• **TEXT PROVIDED**
————

Jupyter notebook Learn to code OU/week2/2016-10-24-000940.ipynb
Project 2: My Holiday weather - Manchester 2015
by Chris Pyves, 22 October 2016
This is the my project notebook for Week 2 of The Open University's Learn to code for Data Analysis course.
Section 1: Introduction:
There is nothing I like better than growing enormous pumpkins. This is why I decided to relocate from the swealtering sticky heat of sunny Andalucia in Spain to the damp & cooler climate of Manchester. It was after watching with great envy the tremendous amounts of rain that Manchester received during the staging of their Commonwealth Games in 2002. You see I am a keen amateur gardiner and whilst everyone knows that to grow world class enourmous pumpkins they need lots of 'rich home grown manure' they also need vast amounts of water. But as in life, there are times when you can have too much of a good thing. And as my former gardening mentor and Regional Champion Pumpkin Grower used to tell me every day, until he passed away; "You can add the water, but you can't take it away". So to increase my prospects of winning the Chorlton Allotments Prize Pumkin Growers Award next year I have decided to mount a 24 hour Wind & Rain Watch operation during the worst of the storm season so that I can protect and watch over my little darling pumpkins. For this project I am going to have to find historic weather data from local weather collectors to help me try to predict when the wind and the rain is going to be at its worst. Of course the weather in the year 2016/17 may be very different to 2015 but hey I am not Michael Fish the weatherman either.
Sub heading A: What is the task
First I need to get hold of some weather data. But sourcing accurate reliable & consistent metrological data without having to pay a fee for the service is going to be a challenge. Fortunately I have heard that meterological data can be downloaded from a site called weather Underground completely free of charge!
Sub heading B: About my location
My location should not be a problem. I live in Manchester so I ought to be able to easily lay my hands on some quality weather data after all it the only topic that everyone talks about here.
Section 2: Data Sourcing & Acquisition:
Sub heading A: Weather Underground:
About Weather Underground:
Weather Underground challenges the convention of how weather information is shared with the public. Since 1993 their community and meteorologists have been providing an internet weather service with unique access to free meaningful weather data from around the globe. They are pioneers within this field and are constantly seeking new data sets and the next technologies that will help them share more data with more people.

————

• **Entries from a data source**
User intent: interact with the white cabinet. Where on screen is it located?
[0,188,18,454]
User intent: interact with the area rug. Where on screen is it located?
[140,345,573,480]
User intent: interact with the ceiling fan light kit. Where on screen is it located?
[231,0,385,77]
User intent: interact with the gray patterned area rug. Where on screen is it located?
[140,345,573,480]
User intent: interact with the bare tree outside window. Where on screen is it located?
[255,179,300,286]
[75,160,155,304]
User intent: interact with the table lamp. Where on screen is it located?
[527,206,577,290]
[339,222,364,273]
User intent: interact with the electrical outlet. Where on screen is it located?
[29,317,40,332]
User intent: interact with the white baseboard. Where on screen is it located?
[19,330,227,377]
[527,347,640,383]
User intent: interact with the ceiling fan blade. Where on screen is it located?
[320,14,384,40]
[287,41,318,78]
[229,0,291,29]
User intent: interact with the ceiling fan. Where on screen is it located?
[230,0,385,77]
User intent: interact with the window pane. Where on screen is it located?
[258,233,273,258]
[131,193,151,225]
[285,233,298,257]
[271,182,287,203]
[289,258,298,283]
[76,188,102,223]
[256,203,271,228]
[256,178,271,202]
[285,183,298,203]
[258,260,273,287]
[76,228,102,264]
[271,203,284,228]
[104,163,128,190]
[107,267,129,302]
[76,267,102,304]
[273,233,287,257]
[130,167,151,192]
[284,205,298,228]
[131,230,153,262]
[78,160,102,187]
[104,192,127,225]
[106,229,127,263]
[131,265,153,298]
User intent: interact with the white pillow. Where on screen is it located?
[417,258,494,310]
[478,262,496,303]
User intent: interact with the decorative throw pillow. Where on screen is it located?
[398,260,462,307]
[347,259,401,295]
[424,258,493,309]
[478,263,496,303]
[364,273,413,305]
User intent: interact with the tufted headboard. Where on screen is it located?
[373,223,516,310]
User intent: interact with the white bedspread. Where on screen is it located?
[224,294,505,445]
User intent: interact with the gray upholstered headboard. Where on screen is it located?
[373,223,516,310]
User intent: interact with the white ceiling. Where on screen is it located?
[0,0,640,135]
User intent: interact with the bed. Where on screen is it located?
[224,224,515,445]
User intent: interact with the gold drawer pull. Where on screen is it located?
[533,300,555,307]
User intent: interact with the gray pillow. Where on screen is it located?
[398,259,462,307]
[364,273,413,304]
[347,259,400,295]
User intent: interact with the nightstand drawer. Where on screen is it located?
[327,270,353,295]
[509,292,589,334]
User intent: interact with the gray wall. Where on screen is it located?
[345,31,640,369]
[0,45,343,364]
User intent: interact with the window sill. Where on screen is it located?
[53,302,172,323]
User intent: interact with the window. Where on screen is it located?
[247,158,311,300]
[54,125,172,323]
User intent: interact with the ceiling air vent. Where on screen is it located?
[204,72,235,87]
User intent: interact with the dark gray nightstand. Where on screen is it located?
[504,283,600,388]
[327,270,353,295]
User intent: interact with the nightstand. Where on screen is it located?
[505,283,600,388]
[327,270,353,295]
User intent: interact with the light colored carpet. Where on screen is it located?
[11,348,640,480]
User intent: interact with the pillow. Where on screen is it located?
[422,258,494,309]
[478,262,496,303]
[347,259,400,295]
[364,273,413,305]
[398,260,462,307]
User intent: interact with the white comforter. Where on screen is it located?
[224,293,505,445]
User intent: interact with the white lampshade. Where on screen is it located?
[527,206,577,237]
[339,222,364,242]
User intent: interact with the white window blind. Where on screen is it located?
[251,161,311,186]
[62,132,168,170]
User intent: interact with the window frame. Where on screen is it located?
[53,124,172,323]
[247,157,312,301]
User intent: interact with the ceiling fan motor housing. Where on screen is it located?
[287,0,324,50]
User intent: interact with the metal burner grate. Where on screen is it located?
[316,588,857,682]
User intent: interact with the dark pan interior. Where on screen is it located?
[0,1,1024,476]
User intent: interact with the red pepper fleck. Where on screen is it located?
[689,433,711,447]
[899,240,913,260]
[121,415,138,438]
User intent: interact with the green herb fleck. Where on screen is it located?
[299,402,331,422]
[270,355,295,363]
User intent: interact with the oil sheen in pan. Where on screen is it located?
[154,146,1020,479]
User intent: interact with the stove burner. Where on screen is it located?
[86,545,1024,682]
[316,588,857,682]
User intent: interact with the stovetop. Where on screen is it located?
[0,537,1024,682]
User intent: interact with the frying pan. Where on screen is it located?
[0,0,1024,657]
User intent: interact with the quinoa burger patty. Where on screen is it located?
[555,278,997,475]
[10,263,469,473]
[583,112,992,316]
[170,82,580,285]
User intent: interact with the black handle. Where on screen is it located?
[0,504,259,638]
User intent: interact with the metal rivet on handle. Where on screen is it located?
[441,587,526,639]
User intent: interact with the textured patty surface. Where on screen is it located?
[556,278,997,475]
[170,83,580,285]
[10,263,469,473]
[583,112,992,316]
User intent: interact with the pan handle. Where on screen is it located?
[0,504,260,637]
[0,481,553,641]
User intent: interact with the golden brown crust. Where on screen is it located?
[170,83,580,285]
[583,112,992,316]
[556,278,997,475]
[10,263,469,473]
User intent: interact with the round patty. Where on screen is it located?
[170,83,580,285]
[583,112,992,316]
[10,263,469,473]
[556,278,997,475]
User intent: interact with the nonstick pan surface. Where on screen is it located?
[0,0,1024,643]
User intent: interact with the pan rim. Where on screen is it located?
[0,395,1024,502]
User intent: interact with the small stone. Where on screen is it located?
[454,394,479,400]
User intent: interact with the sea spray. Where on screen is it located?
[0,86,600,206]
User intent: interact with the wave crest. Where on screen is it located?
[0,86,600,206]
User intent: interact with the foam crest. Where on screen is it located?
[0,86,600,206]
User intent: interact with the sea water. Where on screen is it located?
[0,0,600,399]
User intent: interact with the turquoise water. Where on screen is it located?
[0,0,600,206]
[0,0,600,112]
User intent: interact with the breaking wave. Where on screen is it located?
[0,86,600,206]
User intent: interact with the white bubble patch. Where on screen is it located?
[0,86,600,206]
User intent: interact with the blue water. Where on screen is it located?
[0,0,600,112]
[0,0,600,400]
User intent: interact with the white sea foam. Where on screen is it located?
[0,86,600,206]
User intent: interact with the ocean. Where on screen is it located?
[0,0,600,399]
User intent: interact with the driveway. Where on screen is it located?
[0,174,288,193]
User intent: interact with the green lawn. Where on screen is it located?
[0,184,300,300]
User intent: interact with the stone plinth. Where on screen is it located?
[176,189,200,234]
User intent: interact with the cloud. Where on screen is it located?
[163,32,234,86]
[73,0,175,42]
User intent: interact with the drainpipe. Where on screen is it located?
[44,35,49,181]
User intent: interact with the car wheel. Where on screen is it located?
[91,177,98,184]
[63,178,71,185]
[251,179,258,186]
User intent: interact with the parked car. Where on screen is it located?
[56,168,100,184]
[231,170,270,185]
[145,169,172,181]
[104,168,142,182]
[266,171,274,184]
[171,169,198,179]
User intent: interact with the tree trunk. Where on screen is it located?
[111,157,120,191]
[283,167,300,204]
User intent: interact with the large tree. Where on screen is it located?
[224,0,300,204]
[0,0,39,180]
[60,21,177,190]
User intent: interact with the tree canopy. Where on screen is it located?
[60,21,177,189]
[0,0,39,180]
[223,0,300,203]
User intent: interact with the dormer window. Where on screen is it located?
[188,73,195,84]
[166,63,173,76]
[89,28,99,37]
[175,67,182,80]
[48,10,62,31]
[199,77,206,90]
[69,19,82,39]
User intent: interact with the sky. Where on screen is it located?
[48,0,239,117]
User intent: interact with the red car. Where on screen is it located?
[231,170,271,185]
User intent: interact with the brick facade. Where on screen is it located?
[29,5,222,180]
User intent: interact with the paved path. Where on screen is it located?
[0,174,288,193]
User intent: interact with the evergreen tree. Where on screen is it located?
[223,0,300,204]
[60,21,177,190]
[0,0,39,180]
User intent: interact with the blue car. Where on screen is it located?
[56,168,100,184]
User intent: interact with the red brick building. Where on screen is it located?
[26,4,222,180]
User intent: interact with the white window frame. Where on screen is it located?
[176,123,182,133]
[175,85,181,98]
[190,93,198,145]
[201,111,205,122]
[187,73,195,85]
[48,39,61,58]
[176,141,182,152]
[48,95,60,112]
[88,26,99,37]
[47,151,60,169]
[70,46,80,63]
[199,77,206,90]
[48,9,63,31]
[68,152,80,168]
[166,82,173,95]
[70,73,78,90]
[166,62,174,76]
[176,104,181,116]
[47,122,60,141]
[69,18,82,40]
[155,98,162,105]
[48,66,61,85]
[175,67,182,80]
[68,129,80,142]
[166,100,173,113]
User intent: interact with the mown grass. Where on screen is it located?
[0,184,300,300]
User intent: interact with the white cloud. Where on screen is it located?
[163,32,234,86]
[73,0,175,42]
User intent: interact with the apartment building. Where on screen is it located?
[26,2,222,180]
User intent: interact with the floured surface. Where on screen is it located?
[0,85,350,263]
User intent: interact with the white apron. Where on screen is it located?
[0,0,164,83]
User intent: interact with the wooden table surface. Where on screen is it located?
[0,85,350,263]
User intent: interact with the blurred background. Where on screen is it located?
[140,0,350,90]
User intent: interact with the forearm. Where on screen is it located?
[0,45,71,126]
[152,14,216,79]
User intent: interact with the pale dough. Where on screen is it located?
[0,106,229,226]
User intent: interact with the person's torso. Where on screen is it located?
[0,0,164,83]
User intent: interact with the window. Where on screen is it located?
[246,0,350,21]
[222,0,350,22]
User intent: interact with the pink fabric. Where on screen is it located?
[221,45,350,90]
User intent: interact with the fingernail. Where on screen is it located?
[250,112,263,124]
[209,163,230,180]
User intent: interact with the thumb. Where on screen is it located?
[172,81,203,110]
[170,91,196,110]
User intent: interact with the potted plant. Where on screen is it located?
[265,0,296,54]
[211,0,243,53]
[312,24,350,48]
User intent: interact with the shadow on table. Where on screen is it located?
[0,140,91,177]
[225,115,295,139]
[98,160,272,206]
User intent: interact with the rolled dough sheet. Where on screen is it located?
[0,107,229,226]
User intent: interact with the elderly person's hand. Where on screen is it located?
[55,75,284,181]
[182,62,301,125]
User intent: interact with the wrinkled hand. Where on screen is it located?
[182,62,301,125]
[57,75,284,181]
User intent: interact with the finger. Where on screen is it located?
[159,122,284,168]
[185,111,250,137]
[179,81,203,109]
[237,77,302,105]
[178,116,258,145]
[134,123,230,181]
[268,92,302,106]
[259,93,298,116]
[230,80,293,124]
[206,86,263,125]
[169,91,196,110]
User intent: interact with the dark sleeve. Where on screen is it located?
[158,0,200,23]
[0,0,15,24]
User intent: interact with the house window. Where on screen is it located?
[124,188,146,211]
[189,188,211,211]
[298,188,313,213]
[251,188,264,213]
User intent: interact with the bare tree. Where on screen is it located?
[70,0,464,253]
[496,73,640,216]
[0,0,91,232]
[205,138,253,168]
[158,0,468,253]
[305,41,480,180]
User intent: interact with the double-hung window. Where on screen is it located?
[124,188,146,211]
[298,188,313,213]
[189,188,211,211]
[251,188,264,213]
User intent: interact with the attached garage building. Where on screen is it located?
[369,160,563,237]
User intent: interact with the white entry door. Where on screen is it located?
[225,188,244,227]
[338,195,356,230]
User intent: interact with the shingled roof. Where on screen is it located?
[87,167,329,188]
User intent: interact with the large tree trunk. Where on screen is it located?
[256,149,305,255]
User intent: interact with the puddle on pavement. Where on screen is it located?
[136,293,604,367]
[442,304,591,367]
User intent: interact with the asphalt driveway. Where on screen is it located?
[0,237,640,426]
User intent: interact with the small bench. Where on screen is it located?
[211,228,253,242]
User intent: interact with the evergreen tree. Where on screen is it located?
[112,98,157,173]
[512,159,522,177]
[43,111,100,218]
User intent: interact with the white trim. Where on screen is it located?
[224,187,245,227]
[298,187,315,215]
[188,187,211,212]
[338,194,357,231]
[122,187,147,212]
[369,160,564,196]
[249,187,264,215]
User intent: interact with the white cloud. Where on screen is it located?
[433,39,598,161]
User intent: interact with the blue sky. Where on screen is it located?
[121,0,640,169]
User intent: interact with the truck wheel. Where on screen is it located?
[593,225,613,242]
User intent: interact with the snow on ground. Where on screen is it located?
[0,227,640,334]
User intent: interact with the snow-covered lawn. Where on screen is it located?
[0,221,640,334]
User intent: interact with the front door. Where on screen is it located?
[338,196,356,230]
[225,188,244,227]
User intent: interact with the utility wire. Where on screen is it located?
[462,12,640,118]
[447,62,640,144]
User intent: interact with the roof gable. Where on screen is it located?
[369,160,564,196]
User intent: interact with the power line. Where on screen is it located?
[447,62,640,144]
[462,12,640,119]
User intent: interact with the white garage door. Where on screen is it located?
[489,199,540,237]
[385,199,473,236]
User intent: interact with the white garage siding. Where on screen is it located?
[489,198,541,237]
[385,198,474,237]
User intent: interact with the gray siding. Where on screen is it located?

————

• **YOUR TASKS**
**1)** In the listing, swap "mown grass" for "cut lawn" in the lines from the one holding "User intent: interact with the large tree." through the one holding "[140,0,350,90]", inclusive. Give those lines again with nothing else changed.
**2)** Extend the notebook text on Manchester's 2015 weather, picking up right after its last sentence.

• **FINAL ANSWERS**
**1)**
User intent: interact with the large tree. Where on screen is it located?
[224,0,300,204]
[0,0,39,180]
[60,21,177,190]
User intent: interact with the tree canopy. Where on screen is it located?
[60,21,177,189]
[0,0,39,180]
[223,0,300,203]
User intent: interact with the dormer window. Where on screen is it located?
[188,73,195,84]
[166,63,173,76]
[89,28,99,37]
[175,67,182,80]
[48,10,62,31]
[199,77,206,90]
[69,19,82,39]
User intent: interact with the sky. Where on screen is it located?
[48,0,239,117]
User intent: interact with the red car. Where on screen is it located?
[231,170,271,185]
User intent: interact with the brick facade. Where on screen is it located?
[29,5,222,180]
User intent: interact with the paved path. Where on screen is it located?
[0,174,288,193]
User intent: interact with the evergreen tree. Where on screen is it located?
[223,0,300,204]
[60,21,177,190]
[0,0,39,180]
User intent: interact with the blue car. Where on screen is it located?
[56,168,100,184]
User intent: interact with the red brick building. Where on screen is it located?
[26,4,222,180]
User intent: interact with the white window frame. Where on screen is it located?
[176,123,182,133]
[175,85,181,98]
[190,93,198,145]
[201,111,205,122]
[187,73,195,85]
[48,39,61,58]
[176,141,182,152]
[48,95,60,112]
[88,26,99,37]
[47,151,60,169]
[70,46,80,63]
[199,77,206,90]
[48,9,63,31]
[68,152,80,168]
[166,82,173,95]
[70,73,78,90]
[166,62,174,76]
[176,104,181,116]
[47,122,60,141]
[69,18,82,40]
[155,98,162,105]
[48,66,61,85]
[175,67,182,80]
[68,129,80,142]
[166,100,173,113]
User intent: interact with the cut lawn. Where on screen is it located?
[0,184,300,300]
User intent: interact with the white cloud. Where on screen is it located?
[163,32,234,86]
[73,0,175,42]
User intent: interact with the apartment building. Where on screen is it located?
[26,2,222,180]
User intent: interact with the floured surface. Where on screen is it located?
[0,85,350,263]
User intent: interact with the white apron. Where on screen is it located?
[0,0,164,83]
User intent: interact with the wooden table surface. Where on screen is it located?
[0,85,350,263]
User intent: interact with the blurred background. Where on screen is it located?
[140,0,350,90]

**2)**
There are around seven times the number of amateur stations feeding into the site compared to the number of observational stations used by the Met Office. Forecasters are asking people to invest in small meteorological stations, which can be bought from electronic shops for about £60.
Downloading Data from Weather Underground - using Save As HTML
Getting the data If you haven't the 'Manchester_2015.csv' file, you can obtain the data as follows. Right-click on the following URL and choose 'Open Link in New Window' (or similar, depending on your browser): http://www.wunderground.com/history When the new page opens start typing 'Manchester' in the 'Location' input box and when the pop up menu comes up with the option 'Manchester, United Kingdom' select it and then click on 'Submit'. When the next page opens click on the 'Custom' tab and selet the time period From: 1 January 2015 to: 31 December 2015 and then click on 'Get History'. The data for that year should then be displayed. Scroll to the end of the data and then right click on the blue link labelled 'Comma Delimited File':
if you are using the Chrome Browser choose Save Link As ... then, in the File dialogue that appears save the file with its default name of 'CustomHistory' to the folder you created for this course and where this notebook is located. Once the file has been downloaded rename it from 'CustomHistory.html' to 'My_loc_2015.csv'. Now load the CSV file into a dataframe making sure that any extra spaces are skipped:
This data was downloaded then uploaded. Unfortunately although the data had a column for precipitation readings it seems that no recordings are being made or are availabe from this source for Manchester. Whilst I was able to import the data clean it and plot various graphs I decided to see what I could do to resolve this problem by looking for another source of data.
Sub heading B: WOW: Private Weather Stations (PWS): The Matlock Observatory (12 month rainfall data)
About the UK Met Office Weather Observations Website WOW
The Met Office is helping to co-ordinate the growth of the weather observing community in the UK, by asking anyone to submit the observations they are taking. This can be done using all levels of equipment, so there are no cost restrictions.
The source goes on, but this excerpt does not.